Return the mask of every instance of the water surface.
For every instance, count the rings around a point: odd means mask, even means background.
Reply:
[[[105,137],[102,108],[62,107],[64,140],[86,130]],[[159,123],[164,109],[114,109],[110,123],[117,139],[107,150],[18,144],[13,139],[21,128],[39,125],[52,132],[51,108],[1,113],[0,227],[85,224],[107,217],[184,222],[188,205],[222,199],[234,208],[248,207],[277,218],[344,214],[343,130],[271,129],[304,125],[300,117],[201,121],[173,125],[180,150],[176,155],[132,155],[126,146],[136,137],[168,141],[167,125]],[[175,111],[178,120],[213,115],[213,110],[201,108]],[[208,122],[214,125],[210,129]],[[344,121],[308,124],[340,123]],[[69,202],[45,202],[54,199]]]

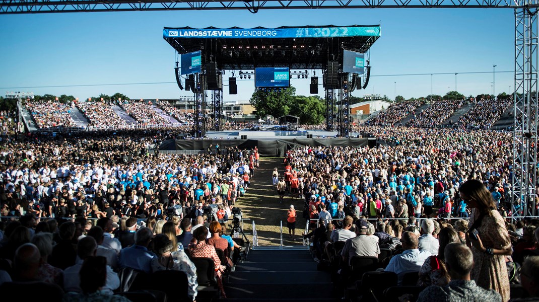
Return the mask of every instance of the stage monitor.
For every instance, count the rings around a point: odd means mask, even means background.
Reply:
[[[343,50],[342,71],[362,74],[365,68],[365,55],[358,52]]]
[[[182,54],[179,58],[180,72],[182,75],[201,72],[201,51]]]
[[[288,87],[290,69],[288,67],[259,67],[254,69],[254,87]]]

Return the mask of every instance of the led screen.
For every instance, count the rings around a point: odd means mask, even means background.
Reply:
[[[259,67],[254,69],[256,87],[288,87],[290,86],[290,69],[288,67]]]

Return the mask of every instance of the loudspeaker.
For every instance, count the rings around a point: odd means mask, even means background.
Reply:
[[[177,63],[176,63],[177,64]],[[174,68],[174,73],[176,74],[176,82],[178,84],[178,87],[179,87],[179,90],[183,90],[183,86],[182,86],[182,80],[179,78],[179,67],[176,67]]]
[[[196,89],[195,89],[194,74],[190,74],[187,79],[185,79],[185,90],[187,91],[191,90],[193,92],[195,92]]]
[[[217,71],[217,64],[215,62],[210,62],[206,64],[206,81],[209,90],[222,89],[222,75]]]
[[[318,93],[318,77],[312,76],[310,78],[310,86],[309,92],[311,94]]]
[[[329,61],[328,62],[328,67],[324,78],[324,87],[330,89],[338,89],[338,62],[336,61]]]
[[[236,78],[229,78],[229,94],[238,94],[238,85]]]

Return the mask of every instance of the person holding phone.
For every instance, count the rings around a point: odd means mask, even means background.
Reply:
[[[513,249],[503,218],[496,210],[490,192],[480,180],[467,181],[459,191],[461,198],[472,209],[466,234],[466,244],[473,254],[472,279],[480,286],[500,293],[502,301],[508,301],[505,256],[510,255]]]

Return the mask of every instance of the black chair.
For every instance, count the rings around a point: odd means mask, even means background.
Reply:
[[[415,302],[419,297],[419,293],[425,289],[423,286],[391,286],[384,291],[384,301],[400,302],[399,298],[404,294],[412,296],[410,302]]]
[[[124,292],[116,294],[125,297],[131,302],[157,302],[155,296],[148,291]]]
[[[419,272],[405,272],[403,275],[403,282],[401,285],[403,286],[414,286],[417,285],[417,281],[419,279]]]
[[[192,301],[188,294],[187,275],[181,271],[158,271],[150,276],[144,289],[160,291],[167,294],[168,301]]]
[[[194,257],[191,261],[197,267],[197,277],[199,286],[209,286],[217,284],[213,259]]]
[[[397,274],[393,272],[367,272],[360,281],[356,282],[356,287],[358,292],[364,293],[362,301],[382,301],[384,291],[396,286],[397,280]]]
[[[378,268],[378,257],[370,256],[354,256],[350,258],[350,268],[354,275],[361,278],[363,273]]]
[[[120,278],[119,292],[125,292],[144,288],[149,279],[149,275],[131,268],[123,268],[118,272]]]

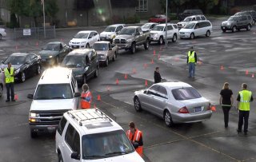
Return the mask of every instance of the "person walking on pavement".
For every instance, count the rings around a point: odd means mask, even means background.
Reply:
[[[162,77],[160,75],[160,71],[159,71],[159,67],[156,67],[154,73],[154,83],[159,83],[162,81]]]
[[[244,121],[243,132],[245,135],[247,135],[250,102],[252,102],[254,98],[251,91],[247,90],[247,85],[246,83],[242,84],[242,91],[238,93],[237,101],[237,109],[239,110],[238,128],[237,131],[238,133],[242,132],[242,126]]]
[[[135,128],[135,124],[131,121],[129,123],[129,130],[126,132],[126,136],[132,143],[136,152],[142,156],[143,155],[143,140],[142,132]]]
[[[81,109],[86,109],[90,108],[90,103],[92,101],[92,95],[89,90],[87,84],[83,84],[82,86],[82,93],[81,94]]]
[[[6,102],[9,102],[10,100],[10,91],[11,101],[14,100],[14,68],[11,66],[11,63],[8,62],[8,67],[4,69],[5,73],[5,81],[7,93],[7,99]]]
[[[188,52],[186,57],[186,64],[188,64],[189,65],[189,77],[194,78],[195,65],[197,64],[197,53],[193,49],[193,46],[191,46],[190,50]]]
[[[224,113],[224,124],[225,128],[227,128],[229,125],[229,113],[230,110],[232,108],[234,99],[233,99],[233,92],[229,89],[229,83],[225,82],[222,89],[220,93],[219,104],[222,107]]]

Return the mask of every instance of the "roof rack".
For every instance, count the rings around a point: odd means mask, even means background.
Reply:
[[[108,120],[112,122],[112,120],[107,117],[103,112],[98,109],[94,109],[95,112],[90,109],[88,110],[77,110],[77,111],[69,111],[67,113],[75,121],[77,121],[80,126],[82,124],[86,124],[86,121],[91,122],[98,119]]]

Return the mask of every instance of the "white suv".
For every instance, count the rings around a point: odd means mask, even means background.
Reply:
[[[205,35],[210,37],[213,32],[213,26],[210,21],[194,21],[190,22],[179,30],[181,38],[194,39],[195,37]]]
[[[173,42],[177,41],[178,30],[177,24],[167,24],[167,39],[171,39]],[[166,24],[155,26],[150,31],[150,42],[158,41],[162,45],[166,40]]]
[[[38,132],[54,132],[63,113],[78,109],[80,96],[71,69],[56,67],[44,71],[34,95],[27,96],[33,99],[29,114],[31,137]]]
[[[98,109],[64,113],[55,139],[58,161],[144,161],[122,127]]]
[[[0,69],[0,97],[2,96],[3,93],[3,82],[4,82],[4,73],[3,71]]]
[[[94,42],[99,41],[99,35],[95,30],[79,31],[69,42],[70,47],[84,49],[92,47]]]

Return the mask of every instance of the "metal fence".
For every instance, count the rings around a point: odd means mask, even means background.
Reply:
[[[10,39],[19,39],[23,38],[30,38],[34,39],[50,39],[56,38],[55,26],[46,26],[46,31],[44,32],[43,27],[34,27],[29,28],[30,30],[30,34],[26,35],[25,28],[15,28],[6,30],[8,32],[8,38]]]

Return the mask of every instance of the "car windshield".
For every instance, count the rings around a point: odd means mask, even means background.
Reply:
[[[122,28],[120,31],[120,34],[134,35],[135,33],[134,28]]]
[[[85,34],[85,33],[78,33],[74,36],[74,38],[87,38],[89,34]]]
[[[193,87],[175,89],[171,92],[176,100],[191,100],[202,97],[199,93]]]
[[[191,22],[192,21],[192,18],[186,18],[183,21],[184,22]]]
[[[84,56],[67,55],[62,62],[62,66],[68,68],[81,68],[86,65]]]
[[[10,62],[12,65],[24,64],[25,57],[25,56],[10,56],[3,63],[8,64],[8,62]]]
[[[115,27],[114,26],[107,26],[104,31],[106,32],[114,32]]]
[[[227,19],[227,22],[235,22],[238,20],[237,17],[230,17],[229,19]]]
[[[59,44],[57,43],[48,43],[43,48],[43,50],[55,50],[58,51],[59,50]]]
[[[70,84],[38,85],[34,100],[54,100],[73,98]]]
[[[134,152],[122,130],[84,135],[82,141],[84,160],[102,159]]]
[[[165,26],[155,26],[152,29],[153,31],[163,31]]]
[[[94,49],[95,50],[107,50],[108,44],[106,43],[94,43]]]
[[[188,23],[187,25],[185,26],[184,29],[193,29],[194,25],[195,23]]]

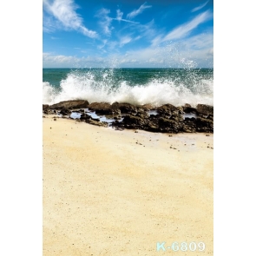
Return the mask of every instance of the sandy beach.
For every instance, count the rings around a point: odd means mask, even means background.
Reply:
[[[213,134],[53,117],[43,118],[44,256],[213,254]]]

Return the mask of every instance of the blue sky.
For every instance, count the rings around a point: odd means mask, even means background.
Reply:
[[[43,0],[43,68],[213,68],[213,0]]]

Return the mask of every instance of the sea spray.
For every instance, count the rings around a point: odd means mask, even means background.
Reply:
[[[54,76],[58,69],[47,69]],[[43,103],[88,100],[132,104],[213,105],[211,69],[65,69],[58,83],[43,76]]]

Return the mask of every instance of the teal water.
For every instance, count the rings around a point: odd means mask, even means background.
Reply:
[[[43,69],[43,102],[213,104],[213,69]]]

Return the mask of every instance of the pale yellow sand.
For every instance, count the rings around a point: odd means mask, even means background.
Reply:
[[[44,256],[213,254],[213,135],[52,117],[43,119]],[[206,249],[172,252],[174,241]]]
===
Copy the lines of the records starting at the line containing "Return the mask of every instance of the led" and ending at the line containing "[[[236,78],[229,78],[229,94],[238,94],[238,85]]]", both included, character for character.

Return the mask of every instance of the led screen.
For every instance, count the rings around a point: odd means mask, even means background.
Reply:
[[[259,67],[254,69],[256,87],[288,87],[290,86],[290,69],[288,67]]]

Return the mask of every instance of the loudspeaker.
For every instance, count the rings around a point: odd means mask, even means background.
Reply:
[[[177,63],[176,63],[177,64]],[[174,68],[174,73],[176,74],[176,82],[178,84],[178,87],[179,87],[179,90],[183,90],[183,86],[182,86],[182,80],[179,78],[179,67],[176,67]]]
[[[196,89],[195,89],[194,74],[190,74],[187,79],[185,79],[185,90],[187,91],[191,90],[193,92],[195,92]]]
[[[217,71],[217,64],[215,62],[210,62],[206,64],[206,81],[209,90],[222,89],[222,75]]]
[[[318,93],[318,77],[312,76],[310,78],[310,86],[309,92],[311,94]]]
[[[329,61],[328,62],[328,67],[324,78],[324,87],[330,89],[338,89],[338,62],[336,61]]]
[[[236,78],[229,78],[229,94],[238,94],[238,85]]]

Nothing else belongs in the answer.